Work to complete:
Which records run from the line containing "Target: pink daisy flower" through the end of the records, both ends included? Extract those lines and reproduce them exactly.

Data for the task:
--- BEGIN ---

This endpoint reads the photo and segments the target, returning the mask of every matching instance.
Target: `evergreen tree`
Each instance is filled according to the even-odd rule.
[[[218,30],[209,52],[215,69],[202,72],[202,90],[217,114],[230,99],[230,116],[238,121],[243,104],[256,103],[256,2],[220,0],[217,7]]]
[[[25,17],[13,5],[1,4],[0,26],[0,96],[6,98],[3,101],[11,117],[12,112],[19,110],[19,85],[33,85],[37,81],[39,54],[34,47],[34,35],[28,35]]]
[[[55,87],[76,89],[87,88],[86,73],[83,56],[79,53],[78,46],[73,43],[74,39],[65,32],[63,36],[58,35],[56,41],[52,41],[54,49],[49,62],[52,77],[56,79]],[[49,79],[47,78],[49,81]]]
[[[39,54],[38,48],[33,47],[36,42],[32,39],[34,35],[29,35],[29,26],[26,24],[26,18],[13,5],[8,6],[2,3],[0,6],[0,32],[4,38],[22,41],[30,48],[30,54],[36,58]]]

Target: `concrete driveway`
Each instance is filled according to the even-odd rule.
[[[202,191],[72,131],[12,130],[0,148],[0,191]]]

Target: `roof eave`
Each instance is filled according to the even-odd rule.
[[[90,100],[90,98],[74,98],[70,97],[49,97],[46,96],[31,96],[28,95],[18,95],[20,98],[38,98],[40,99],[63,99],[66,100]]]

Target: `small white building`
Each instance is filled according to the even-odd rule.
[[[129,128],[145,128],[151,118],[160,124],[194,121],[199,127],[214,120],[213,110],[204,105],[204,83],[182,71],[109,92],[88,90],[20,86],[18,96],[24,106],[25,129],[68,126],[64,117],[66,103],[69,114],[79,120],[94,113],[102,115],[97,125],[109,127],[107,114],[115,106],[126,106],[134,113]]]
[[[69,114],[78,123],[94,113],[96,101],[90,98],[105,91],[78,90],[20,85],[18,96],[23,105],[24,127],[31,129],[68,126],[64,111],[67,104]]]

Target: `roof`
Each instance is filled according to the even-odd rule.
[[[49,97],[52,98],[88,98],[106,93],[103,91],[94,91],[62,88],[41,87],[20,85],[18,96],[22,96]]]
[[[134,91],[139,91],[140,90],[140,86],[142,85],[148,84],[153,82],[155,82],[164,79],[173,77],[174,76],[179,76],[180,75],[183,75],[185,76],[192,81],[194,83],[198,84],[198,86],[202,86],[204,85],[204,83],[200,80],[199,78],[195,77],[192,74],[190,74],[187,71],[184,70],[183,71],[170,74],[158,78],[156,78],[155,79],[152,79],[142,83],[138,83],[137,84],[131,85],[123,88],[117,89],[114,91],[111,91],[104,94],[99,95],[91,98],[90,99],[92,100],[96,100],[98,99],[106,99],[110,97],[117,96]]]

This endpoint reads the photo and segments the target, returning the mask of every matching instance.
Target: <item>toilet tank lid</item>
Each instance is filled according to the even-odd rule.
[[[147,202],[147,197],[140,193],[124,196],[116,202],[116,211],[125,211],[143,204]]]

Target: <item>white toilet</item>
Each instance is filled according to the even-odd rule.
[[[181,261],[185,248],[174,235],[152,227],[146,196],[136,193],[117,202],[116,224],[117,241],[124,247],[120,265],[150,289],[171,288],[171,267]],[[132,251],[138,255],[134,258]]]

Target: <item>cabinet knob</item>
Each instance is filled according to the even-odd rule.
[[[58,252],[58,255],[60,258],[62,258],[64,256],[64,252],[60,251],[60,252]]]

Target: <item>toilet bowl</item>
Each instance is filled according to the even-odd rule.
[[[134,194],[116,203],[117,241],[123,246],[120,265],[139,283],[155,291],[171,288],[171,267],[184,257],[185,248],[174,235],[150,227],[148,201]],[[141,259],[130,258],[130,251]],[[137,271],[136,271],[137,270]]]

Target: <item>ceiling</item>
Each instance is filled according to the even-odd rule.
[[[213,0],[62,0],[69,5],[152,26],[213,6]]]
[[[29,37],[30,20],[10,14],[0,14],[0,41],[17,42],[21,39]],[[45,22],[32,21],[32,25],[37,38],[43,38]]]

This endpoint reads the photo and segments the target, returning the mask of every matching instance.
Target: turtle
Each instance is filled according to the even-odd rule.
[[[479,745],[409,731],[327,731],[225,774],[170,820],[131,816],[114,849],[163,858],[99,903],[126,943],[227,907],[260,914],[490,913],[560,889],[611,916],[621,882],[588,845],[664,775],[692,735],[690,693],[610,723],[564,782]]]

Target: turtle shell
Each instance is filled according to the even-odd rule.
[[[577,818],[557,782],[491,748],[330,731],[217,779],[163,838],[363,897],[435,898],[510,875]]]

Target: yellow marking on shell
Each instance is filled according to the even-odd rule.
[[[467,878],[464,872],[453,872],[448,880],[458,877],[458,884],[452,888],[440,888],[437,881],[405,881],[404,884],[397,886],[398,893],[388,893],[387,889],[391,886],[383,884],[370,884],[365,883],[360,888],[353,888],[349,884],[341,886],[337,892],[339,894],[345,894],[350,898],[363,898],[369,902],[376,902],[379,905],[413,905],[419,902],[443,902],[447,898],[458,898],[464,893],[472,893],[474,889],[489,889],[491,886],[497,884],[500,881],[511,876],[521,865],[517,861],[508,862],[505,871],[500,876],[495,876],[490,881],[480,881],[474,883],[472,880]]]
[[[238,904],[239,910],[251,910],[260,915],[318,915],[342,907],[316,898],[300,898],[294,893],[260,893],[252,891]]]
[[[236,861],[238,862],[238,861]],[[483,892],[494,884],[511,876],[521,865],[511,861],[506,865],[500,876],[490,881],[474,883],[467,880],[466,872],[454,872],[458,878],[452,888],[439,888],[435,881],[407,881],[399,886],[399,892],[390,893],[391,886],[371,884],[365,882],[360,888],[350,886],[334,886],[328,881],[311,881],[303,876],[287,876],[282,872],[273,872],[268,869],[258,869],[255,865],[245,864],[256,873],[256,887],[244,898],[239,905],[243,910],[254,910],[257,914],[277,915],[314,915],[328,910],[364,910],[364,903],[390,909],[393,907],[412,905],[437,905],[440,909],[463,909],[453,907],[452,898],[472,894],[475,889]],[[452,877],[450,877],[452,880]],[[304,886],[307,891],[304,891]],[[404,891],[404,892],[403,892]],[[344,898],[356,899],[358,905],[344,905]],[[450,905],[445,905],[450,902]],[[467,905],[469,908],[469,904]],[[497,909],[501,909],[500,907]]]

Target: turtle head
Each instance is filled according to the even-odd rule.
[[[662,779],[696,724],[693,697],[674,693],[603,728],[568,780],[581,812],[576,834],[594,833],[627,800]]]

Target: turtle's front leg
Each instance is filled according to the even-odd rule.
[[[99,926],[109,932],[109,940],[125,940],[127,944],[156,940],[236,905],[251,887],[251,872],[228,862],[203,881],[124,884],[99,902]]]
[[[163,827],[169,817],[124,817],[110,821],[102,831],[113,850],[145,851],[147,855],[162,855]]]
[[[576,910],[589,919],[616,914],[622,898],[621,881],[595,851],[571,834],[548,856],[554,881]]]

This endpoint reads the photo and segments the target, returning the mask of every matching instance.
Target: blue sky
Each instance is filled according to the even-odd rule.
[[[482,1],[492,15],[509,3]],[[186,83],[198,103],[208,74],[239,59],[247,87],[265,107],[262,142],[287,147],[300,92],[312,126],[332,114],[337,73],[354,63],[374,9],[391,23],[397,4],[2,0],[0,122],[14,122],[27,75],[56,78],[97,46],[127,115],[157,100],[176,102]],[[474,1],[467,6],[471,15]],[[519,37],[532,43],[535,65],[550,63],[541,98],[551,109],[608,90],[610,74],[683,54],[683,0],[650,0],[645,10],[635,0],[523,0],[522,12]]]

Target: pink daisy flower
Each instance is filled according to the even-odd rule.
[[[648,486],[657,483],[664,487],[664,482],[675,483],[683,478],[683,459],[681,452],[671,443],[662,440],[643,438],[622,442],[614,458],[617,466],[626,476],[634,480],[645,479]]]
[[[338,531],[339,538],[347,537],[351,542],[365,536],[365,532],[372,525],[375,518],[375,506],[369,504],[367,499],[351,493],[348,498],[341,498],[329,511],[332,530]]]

--- END ---

Full solution:
Target: pink daisy flower
Each instance is filled according to the even-odd rule.
[[[648,486],[657,483],[664,487],[664,482],[675,483],[683,478],[683,459],[681,452],[671,443],[662,440],[643,438],[622,442],[614,458],[617,466],[626,476],[634,480],[645,479]]]
[[[338,531],[339,538],[347,537],[351,542],[365,536],[365,532],[372,525],[375,518],[375,506],[369,504],[367,499],[351,493],[348,498],[341,498],[329,511],[332,530]]]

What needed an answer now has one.